* _Work instructions_: Repeat the entries exactly but omit the pictures.

=== Data shown ===

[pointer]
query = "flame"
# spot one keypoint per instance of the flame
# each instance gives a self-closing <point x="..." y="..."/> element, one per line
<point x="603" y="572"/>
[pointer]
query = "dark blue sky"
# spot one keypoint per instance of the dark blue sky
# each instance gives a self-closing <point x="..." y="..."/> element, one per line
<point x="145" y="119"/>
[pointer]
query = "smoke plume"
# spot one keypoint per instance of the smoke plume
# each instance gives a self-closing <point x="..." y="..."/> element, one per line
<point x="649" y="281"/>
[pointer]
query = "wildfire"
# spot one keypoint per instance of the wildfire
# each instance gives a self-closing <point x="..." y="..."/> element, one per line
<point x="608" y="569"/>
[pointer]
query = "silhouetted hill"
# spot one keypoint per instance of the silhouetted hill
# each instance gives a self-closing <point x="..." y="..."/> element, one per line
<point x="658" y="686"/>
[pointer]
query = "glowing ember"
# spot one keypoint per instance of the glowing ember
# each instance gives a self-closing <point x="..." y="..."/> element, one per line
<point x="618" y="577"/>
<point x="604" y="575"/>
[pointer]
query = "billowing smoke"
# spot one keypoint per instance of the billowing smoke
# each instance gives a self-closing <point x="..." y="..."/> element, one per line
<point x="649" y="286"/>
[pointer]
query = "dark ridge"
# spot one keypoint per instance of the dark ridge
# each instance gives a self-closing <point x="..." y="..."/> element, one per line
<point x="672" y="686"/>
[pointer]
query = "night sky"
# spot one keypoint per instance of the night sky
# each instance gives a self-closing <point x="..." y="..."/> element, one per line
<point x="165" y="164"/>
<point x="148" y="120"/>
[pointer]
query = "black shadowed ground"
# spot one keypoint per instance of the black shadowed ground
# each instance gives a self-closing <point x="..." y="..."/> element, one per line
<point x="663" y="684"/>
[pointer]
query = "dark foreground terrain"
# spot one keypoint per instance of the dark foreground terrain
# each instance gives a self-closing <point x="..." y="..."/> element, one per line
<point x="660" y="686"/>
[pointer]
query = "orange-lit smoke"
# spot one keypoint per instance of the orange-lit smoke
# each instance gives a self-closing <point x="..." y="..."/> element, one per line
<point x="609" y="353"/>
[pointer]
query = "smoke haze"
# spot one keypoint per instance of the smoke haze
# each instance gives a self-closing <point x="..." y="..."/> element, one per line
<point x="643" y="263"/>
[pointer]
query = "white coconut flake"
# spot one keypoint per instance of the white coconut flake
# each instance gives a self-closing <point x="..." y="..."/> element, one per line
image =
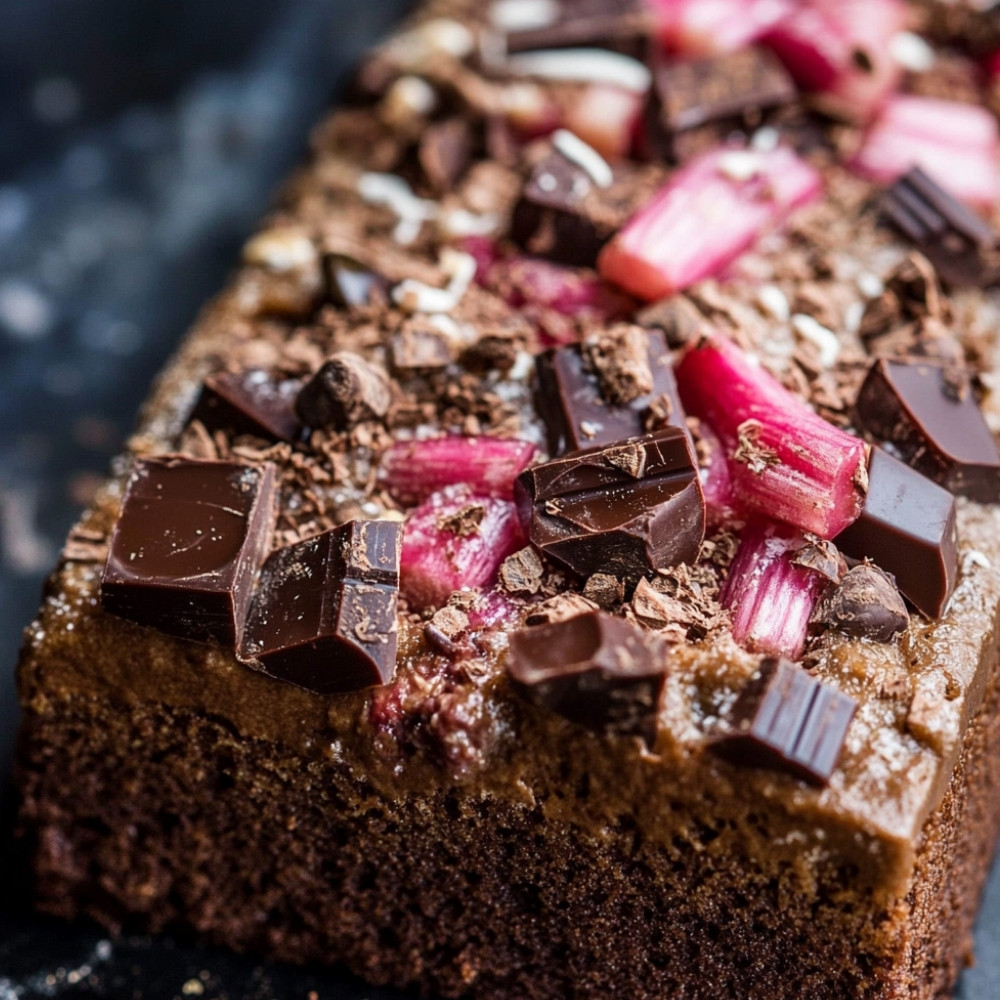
<point x="911" y="52"/>
<point x="824" y="339"/>
<point x="523" y="15"/>
<point x="584" y="156"/>
<point x="582" y="66"/>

===

* _Response for this exercise_:
[pointer]
query = "flame"
# spot one keypoint per instance of the flame
# each instance gives a self-closing <point x="..." y="..."/> element, one per line
<point x="603" y="572"/>
[pointer]
query = "dark blue sky"
# spot one keypoint per instance of the dark blue sky
# each instance gives a self-closing <point x="..." y="..."/> element, one per line
<point x="145" y="119"/>
[pointer]
query = "smoke plume"
# spot one keypoint per instance of the smoke plume
# each instance gives a self-closing <point x="..." y="..."/> element, one per line
<point x="649" y="281"/>
[pointer]
query = "wildfire"
# spot one keypoint per instance of the wildfire
# each instance gives a self-closing <point x="..." y="..."/> element, one per line
<point x="608" y="569"/>
[pointer]
query = "silhouetted hill"
# spot one keypoint per instance of the silhouetted hill
# each instance gives a self-closing <point x="..." y="..."/> element, one per line
<point x="658" y="686"/>
[pointer]
query = "glowing ember"
# spot one keypoint per instance of the glowing ember
# each instance gives a self-closing <point x="..." y="..."/> element, one per line
<point x="618" y="577"/>
<point x="604" y="575"/>
[pointer]
query = "billowing smoke"
# spot one keypoint per instance of the billowing smoke
# each instance gives a self-closing <point x="..." y="..."/> element, one per line
<point x="649" y="286"/>
[pointer]
query = "dark ridge"
# spot one keypoint per instance of the dark ridge
# each instance gives a self-closing <point x="..." y="..."/> element, one per line
<point x="672" y="686"/>
[pointer]
query = "night sky"
# spot one keypoint per instance of the night sky
# each instance gives a self-closing <point x="..." y="..."/> element, one per line
<point x="165" y="164"/>
<point x="148" y="120"/>
[pointer]
query = "black shadowed ground"
# spot one keypoint per instance of the black shadowed ground
# each instance gives a self-closing <point x="..." y="..."/> element, one per line
<point x="663" y="684"/>
[pointer]
query = "dark foreground terrain"
# spot one keypoint per instance of the dark foreground terrain
# each instance gives a self-closing <point x="..." y="..."/> element, one per line
<point x="660" y="686"/>
[pointer]
query = "orange-lit smoke"
# spot one keypoint per instance of the orange-lit smoke
# each instance gives a self-closing <point x="..." y="..."/> element, one per line
<point x="609" y="353"/>
[pointer]
query = "smoke haze"
# spot one keypoint per instance of the smoke haze
# each instance gives a self-closing <point x="..." y="..."/> element, one per line
<point x="643" y="263"/>
[pointer]
query = "white coconut flake"
# spot one keypoint per instance of the white coconut flake
# each instance gives a self-closing <point x="..." y="..."/> element, one per line
image =
<point x="911" y="52"/>
<point x="824" y="339"/>
<point x="523" y="15"/>
<point x="584" y="156"/>
<point x="582" y="66"/>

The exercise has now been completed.